● Краткое задание 1
Укажите каждую строку записей, в которой встречается строка «background». Регистр букв учитывается.

● Фрагмент документа
Овраг между властью и народом пролегал всегда. По той причине, что народ эту власть не выбирал и тем более был не в силах поменять. Поддерживал он эту чужую, чуждую власть от страха, по инерции, а в общем – от того и от другого.
Российско-русскому народу давно наплевать, кто персонально им правит. Он не пойдет на баррикады за бравый «тандем», как не пошел защищать ни вынесенное втихаря в 1961 году из мавзолея тело Сталина, ни Молотова с его антипартийной группой, ни весь коммунистический режим (он и сам СССР не пошел защищать), ни Горбачева, – надоели они все, а кто-то и опротивел. Был один случай, когда люди, да и то лишь в столице и нескольких крупных городах, защищали Ельцина. Но теперь к этому принято относиться чуть ли ни как к национальному извращению.
Посидим, поговорим...
Народ боялся власти. Но и власть его побаивалась, не забывая о русском бунте, о полоумном 1917-м и о двух миллионах москвичей, скандирующих: «Ельцин, Ельцин...» Вот почему власти было очень важно время от времени «чувствовать» свой народ, вступая с ним в общение, заполняя пустоту между собой любимой и низами.
Формы общения были разные. Сталин – тот предпочитал общаться посредством собственных портретов. Он вообще избегал толпы советского народа, поместившись в мистическое пространство и поддерживая вокруг себя ауру мессии. Своего он добился. И когда Иосиф Виссарионович спросил у артиста Алексея Дикого, почему тот в фильме «Взятие Берлина» играл Сталина с минимальным гримом и не проговаривал грузинский акцент, тот ответил, что играл не его, а «впечатление народа о вожде». Сказано гениально, ибо люди в самом деле видели не вождя, но свое о нем впечатление...
Хрущеву такое и не снилось. Пришли другие времена: надо было и завоевывать собственную харизму, и отбиваться от однопартийцев, и поддерживать народную любовь. Никита Сергеевич понял, что ему нужна прочная легитимизация (этого слова в КПСС тогда никто не выговаривал), что в этом сумбуре ему нужен народ. Но в отличие от Сталина ему хотелось побыть простым народным вождем. Он претендовал на роль классического популиста советского социалистического толка.
В 60-е появилось телевидение, Хрущев освоил голубой экран, много говорил, всем своим видом показывая, что он свой, «простой», но и «великий». Он учил колхозников в родной Калиновке, порой тормозил лимузин на Рублевке возле деревни Черепково, чтобы побеседовать с селянами и дачниками. И во внутренней, и во внешней политике он любил обращаться через головы непосредственной аудитории к народу, а при случае – к человечеству. Он стремился, пользуясь нынешней терминологией, к интерактивному общению. И оно возникало. Н.С. говорил, а народ откликался анекдотами. Перескажу один, удачно свидетельствующий о тогдашнем отношении между людьми и властью. На выставке художников-авангардистов (1962 год) Хрущев подходит к картине и с возмущением вопрошает: а это еще что за ж... с ушами? «Это зеркало, Никита Сергеевич», – почтительно отвечают ему.

● Данные упражнения
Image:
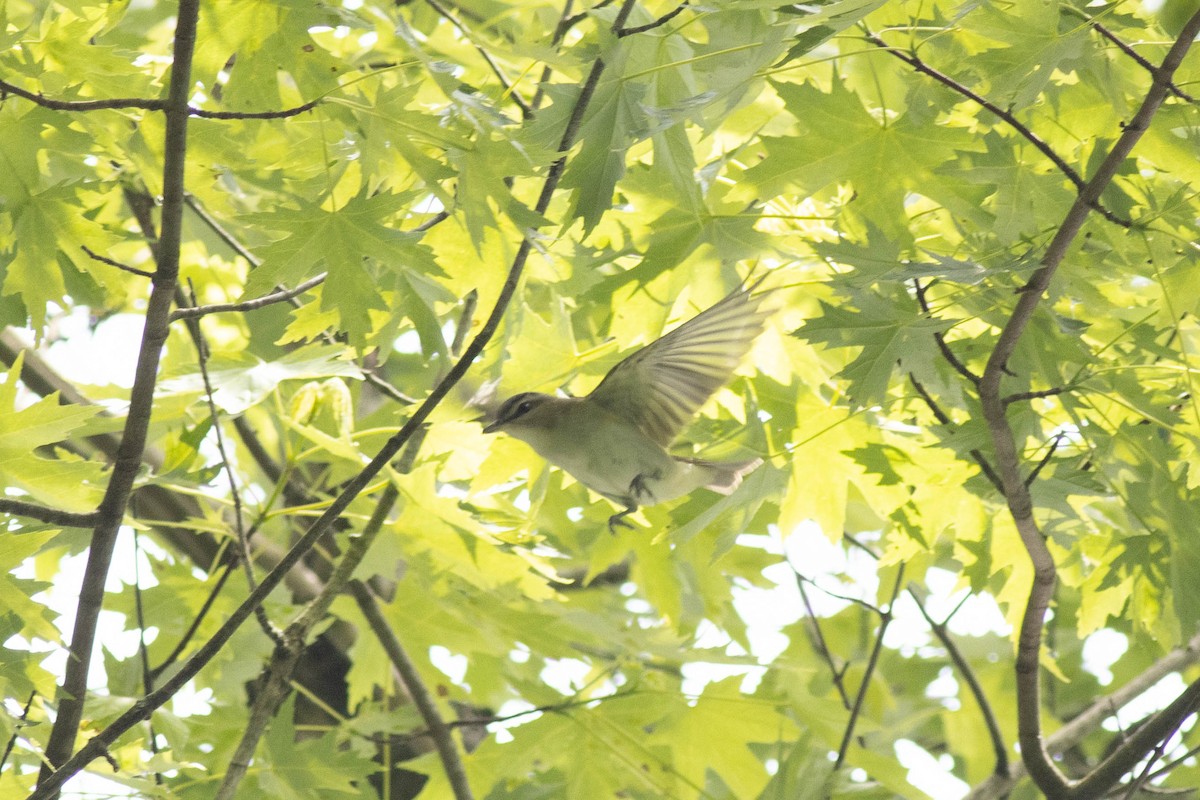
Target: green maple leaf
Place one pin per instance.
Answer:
==
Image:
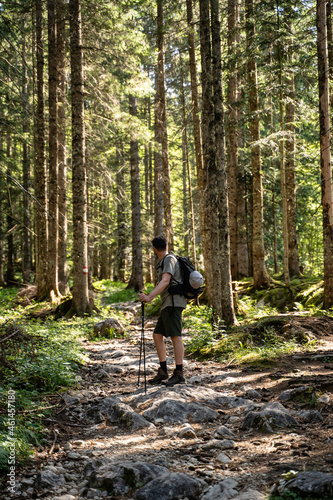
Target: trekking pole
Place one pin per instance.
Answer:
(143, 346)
* * *
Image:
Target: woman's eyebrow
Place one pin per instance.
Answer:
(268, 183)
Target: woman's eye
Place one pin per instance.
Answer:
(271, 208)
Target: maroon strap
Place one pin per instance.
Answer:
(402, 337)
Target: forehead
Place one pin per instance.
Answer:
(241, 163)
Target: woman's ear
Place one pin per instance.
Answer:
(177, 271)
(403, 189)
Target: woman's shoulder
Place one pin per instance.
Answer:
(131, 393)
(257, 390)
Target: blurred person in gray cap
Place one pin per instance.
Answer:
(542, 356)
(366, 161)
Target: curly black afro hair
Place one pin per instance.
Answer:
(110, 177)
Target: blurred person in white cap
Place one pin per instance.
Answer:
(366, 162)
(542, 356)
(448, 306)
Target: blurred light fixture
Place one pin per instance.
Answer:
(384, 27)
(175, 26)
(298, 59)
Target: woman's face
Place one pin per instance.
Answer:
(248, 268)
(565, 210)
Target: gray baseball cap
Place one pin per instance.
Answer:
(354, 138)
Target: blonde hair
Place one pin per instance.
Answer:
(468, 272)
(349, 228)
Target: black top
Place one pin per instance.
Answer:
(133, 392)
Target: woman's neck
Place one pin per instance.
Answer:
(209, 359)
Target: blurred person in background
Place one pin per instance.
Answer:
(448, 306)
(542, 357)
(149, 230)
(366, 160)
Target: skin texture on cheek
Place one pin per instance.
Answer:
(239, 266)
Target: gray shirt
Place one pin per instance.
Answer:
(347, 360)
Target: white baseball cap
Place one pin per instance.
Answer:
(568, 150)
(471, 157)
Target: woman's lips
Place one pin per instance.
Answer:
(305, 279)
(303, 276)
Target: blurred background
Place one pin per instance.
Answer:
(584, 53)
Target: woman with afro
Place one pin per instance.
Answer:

● Краткое задание 2
Перечислите всех людей, которые названы по имени или фамилии во фрагменте о власти и народе.

● Письменный ответ 1
Target: blurred person in background
Target: blurred background

● Письменный ответ 2
Сталин (Иосиф Виссарионович), Молотов, Горбачев, Ельцин, Алексей Дикий, Хрущев (Никита Сергеевич)